◆ Entries from a data source ◆
[Start]

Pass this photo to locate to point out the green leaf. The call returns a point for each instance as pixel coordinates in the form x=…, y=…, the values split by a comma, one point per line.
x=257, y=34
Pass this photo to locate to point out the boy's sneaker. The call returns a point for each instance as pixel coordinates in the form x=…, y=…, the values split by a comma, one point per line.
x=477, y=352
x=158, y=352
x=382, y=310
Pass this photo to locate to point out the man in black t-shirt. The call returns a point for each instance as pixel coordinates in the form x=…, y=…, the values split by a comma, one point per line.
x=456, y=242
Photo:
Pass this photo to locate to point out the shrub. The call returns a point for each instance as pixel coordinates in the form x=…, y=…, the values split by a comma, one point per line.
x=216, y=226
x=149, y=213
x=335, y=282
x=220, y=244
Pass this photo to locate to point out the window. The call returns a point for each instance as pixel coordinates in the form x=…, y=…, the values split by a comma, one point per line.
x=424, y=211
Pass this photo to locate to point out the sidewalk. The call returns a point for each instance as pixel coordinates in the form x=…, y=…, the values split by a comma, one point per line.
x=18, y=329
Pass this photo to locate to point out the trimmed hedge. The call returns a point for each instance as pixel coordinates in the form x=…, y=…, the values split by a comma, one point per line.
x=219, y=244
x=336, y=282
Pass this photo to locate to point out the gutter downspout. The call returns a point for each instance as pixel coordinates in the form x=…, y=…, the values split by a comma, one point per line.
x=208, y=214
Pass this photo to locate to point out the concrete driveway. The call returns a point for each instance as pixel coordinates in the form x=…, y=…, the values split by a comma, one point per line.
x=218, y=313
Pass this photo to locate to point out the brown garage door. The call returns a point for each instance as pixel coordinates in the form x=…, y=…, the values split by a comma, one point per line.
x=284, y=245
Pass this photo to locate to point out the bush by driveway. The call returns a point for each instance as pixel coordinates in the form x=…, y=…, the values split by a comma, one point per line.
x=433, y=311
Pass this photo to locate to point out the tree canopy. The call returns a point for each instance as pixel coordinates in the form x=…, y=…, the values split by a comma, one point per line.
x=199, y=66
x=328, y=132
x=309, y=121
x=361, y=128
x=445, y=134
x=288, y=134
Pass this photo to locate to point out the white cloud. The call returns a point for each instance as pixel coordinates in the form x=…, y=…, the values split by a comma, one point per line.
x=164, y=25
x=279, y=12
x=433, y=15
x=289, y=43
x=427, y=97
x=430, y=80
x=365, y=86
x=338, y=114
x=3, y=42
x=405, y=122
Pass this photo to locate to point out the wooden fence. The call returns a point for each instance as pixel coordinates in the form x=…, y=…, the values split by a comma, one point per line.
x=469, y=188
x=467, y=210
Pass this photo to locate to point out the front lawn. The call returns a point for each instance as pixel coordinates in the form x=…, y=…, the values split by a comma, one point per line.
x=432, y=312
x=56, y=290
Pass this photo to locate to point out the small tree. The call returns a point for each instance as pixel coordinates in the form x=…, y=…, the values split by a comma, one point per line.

[End]

◆ What is asked ◆
Please rescale the entries starting at the line containing "Pass this photo to locate to point out the trimmed" and ending at the line containing "x=336, y=282", both included, and give those lines again with the requests unchanged. Multiply each point coordinate in the answers by 1.55 and round it to a whole number, with halves rounded up.

◆ Response ◆
Pass this photo to locate to point out the trimmed hedge. The call returns a point for each instance as pixel coordinates in the form x=…, y=…, the values split by a comma, one point per line.
x=339, y=378
x=521, y=437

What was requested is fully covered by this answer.